» **WHAT YOU ARE ASKED TO DO**
List, in full, each of the lines below that contains the word "subject".

» **INPUT RECORDS**
§ §
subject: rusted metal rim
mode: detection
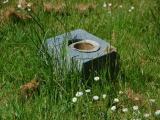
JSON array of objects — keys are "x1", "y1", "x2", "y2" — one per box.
[{"x1": 69, "y1": 40, "x2": 100, "y2": 52}]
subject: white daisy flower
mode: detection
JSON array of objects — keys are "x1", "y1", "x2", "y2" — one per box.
[
  {"x1": 111, "y1": 106, "x2": 116, "y2": 111},
  {"x1": 113, "y1": 98, "x2": 119, "y2": 103},
  {"x1": 108, "y1": 3, "x2": 112, "y2": 7},
  {"x1": 85, "y1": 89, "x2": 91, "y2": 93},
  {"x1": 27, "y1": 3, "x2": 32, "y2": 7},
  {"x1": 72, "y1": 97, "x2": 77, "y2": 103},
  {"x1": 119, "y1": 5, "x2": 123, "y2": 8},
  {"x1": 17, "y1": 4, "x2": 22, "y2": 8},
  {"x1": 143, "y1": 113, "x2": 150, "y2": 118},
  {"x1": 93, "y1": 96, "x2": 99, "y2": 101},
  {"x1": 76, "y1": 92, "x2": 83, "y2": 97},
  {"x1": 119, "y1": 91, "x2": 123, "y2": 95},
  {"x1": 27, "y1": 8, "x2": 31, "y2": 12},
  {"x1": 154, "y1": 110, "x2": 160, "y2": 116},
  {"x1": 103, "y1": 2, "x2": 107, "y2": 8},
  {"x1": 133, "y1": 105, "x2": 139, "y2": 111},
  {"x1": 131, "y1": 6, "x2": 134, "y2": 10},
  {"x1": 149, "y1": 99, "x2": 156, "y2": 103},
  {"x1": 94, "y1": 76, "x2": 99, "y2": 81},
  {"x1": 3, "y1": 0, "x2": 9, "y2": 4},
  {"x1": 102, "y1": 94, "x2": 107, "y2": 99},
  {"x1": 122, "y1": 108, "x2": 128, "y2": 113}
]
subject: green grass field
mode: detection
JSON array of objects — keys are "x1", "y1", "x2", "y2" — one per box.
[{"x1": 0, "y1": 0, "x2": 160, "y2": 120}]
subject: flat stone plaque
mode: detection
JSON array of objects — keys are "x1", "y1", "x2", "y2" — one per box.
[{"x1": 45, "y1": 29, "x2": 119, "y2": 77}]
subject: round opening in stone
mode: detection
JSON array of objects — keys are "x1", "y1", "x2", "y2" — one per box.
[{"x1": 70, "y1": 40, "x2": 100, "y2": 52}]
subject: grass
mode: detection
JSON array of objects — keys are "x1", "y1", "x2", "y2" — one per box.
[{"x1": 0, "y1": 0, "x2": 160, "y2": 120}]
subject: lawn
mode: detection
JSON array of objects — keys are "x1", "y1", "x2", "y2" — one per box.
[{"x1": 0, "y1": 0, "x2": 160, "y2": 120}]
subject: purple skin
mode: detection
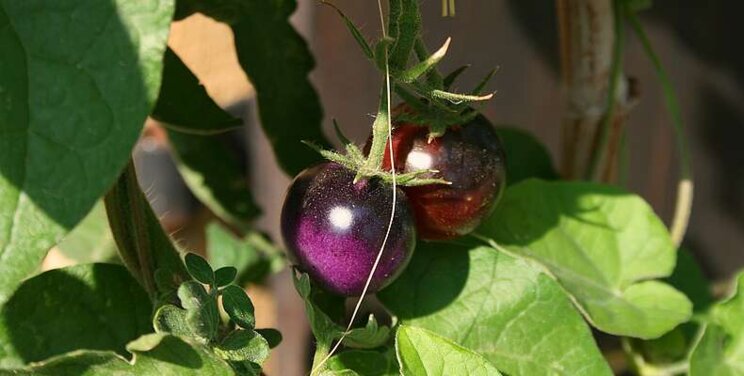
§ §
» **THE SOLUTION**
subject: rusted metal rim
subject: white daisy flower
subject: green grass field
subject: flat stone plaque
subject: round opening in stone
subject: grass
subject: lawn
subject: purple skin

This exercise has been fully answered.